## TEXTO DE ORIGEM
====

Santa Teresa, a grande mística da modernidade, com João da Cruz,
afirma não entender direito o que os mestres espirituais da Igreja
aludem com a metáfora das luzes e do Sol. No Livro da vida, ela escreve
com aparente ingenuidade: “Em alguns livros sobre a oração dizem que,
embora a alma não possa chegar por si mesma a este estado
(contemplativo), porque ele inteiro é obra sobrenatural do Senhor, seria
possível ajudar-se liberando o espírito de tudo o que é criado e
erguê-lo com humildade, depois de muitos anos de vida purgativa, e
aproveitando a vida iluminativa. Não sei bem por que dizem
‘iluminativa’”.
Não sei bem… com o pequeno enunciado, a mais poderosa alma poética e mística do cristianismo moderno joga montes de teorias sobre a luz na obscuridade.
Quando uma idéia, um conceito, uma prática tornam-se “verdadeiros”

====

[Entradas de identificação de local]
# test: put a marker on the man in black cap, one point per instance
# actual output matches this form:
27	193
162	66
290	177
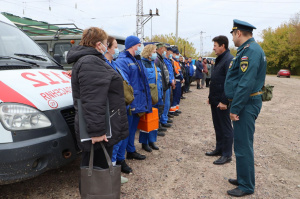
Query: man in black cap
243	88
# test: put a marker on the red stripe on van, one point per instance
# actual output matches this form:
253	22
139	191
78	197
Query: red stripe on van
8	94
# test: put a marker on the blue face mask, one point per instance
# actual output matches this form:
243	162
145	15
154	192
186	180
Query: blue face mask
105	49
138	51
117	52
154	56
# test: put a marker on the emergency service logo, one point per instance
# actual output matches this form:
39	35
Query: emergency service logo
52	103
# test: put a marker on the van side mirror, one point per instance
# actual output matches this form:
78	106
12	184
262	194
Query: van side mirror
57	58
65	54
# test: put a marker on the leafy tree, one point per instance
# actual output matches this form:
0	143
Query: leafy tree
185	47
282	46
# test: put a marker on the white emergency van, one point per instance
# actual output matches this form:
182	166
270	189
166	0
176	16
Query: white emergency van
36	108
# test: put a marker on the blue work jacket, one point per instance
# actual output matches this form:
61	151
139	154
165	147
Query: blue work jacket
136	74
192	70
149	65
168	63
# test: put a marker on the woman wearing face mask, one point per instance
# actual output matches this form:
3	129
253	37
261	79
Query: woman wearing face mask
112	52
154	77
94	82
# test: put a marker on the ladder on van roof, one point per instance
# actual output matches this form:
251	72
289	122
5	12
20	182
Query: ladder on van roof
50	29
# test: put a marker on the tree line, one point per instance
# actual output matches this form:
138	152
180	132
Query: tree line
281	46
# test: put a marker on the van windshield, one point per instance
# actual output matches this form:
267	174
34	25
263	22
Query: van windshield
16	44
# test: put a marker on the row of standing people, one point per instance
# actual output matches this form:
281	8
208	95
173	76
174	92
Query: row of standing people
98	74
203	72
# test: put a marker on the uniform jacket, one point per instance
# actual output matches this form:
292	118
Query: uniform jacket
152	79
218	76
177	70
159	62
204	67
115	66
246	74
187	68
199	68
95	82
168	63
192	70
135	72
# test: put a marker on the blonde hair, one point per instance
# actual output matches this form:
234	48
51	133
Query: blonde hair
147	51
92	35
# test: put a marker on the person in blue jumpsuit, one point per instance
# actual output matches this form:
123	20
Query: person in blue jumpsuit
192	70
168	63
134	71
118	155
187	75
243	87
178	79
149	55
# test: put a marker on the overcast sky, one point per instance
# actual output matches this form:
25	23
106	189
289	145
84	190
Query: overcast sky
118	17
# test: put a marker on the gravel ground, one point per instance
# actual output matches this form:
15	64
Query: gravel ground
181	170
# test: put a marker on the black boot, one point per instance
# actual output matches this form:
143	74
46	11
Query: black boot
159	133
124	167
146	147
135	155
153	146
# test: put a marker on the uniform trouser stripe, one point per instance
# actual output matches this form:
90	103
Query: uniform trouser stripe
243	144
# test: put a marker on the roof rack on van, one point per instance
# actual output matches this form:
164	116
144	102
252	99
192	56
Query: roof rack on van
50	29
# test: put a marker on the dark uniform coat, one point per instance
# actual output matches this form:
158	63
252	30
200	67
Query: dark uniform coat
218	76
95	82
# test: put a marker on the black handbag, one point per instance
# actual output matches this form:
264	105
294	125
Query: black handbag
99	183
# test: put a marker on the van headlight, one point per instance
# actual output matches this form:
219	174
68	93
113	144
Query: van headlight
16	117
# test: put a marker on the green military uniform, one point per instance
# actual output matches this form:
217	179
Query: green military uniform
244	81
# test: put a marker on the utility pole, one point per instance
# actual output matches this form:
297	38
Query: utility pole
176	39
140	21
201	43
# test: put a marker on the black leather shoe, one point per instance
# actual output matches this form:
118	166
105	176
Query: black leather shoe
222	160
166	125
159	133
233	181
135	155
170	116
153	146
146	147
213	153
237	192
124	167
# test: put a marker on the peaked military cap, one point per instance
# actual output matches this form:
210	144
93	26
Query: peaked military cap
175	50
242	25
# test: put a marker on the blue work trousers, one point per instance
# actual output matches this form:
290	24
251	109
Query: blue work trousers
164	117
243	144
176	94
133	121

====

Continue, a partir do ponto em que ele para, o texto sobre Santa Teresa e a metáfora da luz, que aparece antes da listagem.

## RESPOSTA
porque habituais, perdem o significado vivo que possuíam quando foram
gerados no intelecto e na alma. Esse foi o destino da figura solar no
mundo moderno. A secura que envolveu a imagem da luz como símile da
união entre Deus e os homens fez brotar a visão melancólica de Flaubert,
evocada acima, sobre o modo “contemplativo” de Felicidade. O
automatismo, as repetições, cauterizaram o útero gerador de significados
na metáfora solar. Teresa de Jesus “não entende” o símile, justo porque
experimenta a mais elevada situação mística. O lugar-comum sobre a luz
nada lhe diz no instante em que sua existência é arrebatada pelo divino.
Falar em luminosidade para exprimir os vínculos entre o finito e o
infinito tornou-se banal, retórica vazia e, mesmo, garrulice
ensandecida.
O conto de Flaubert sobre a “mística” Felicidade tem o mesmo tom
corrosivo do terrível Dicionário de idéias recebidas. E retoma a
desconfiança, expressa por Santa Teresa, diante das metáforas das luzes.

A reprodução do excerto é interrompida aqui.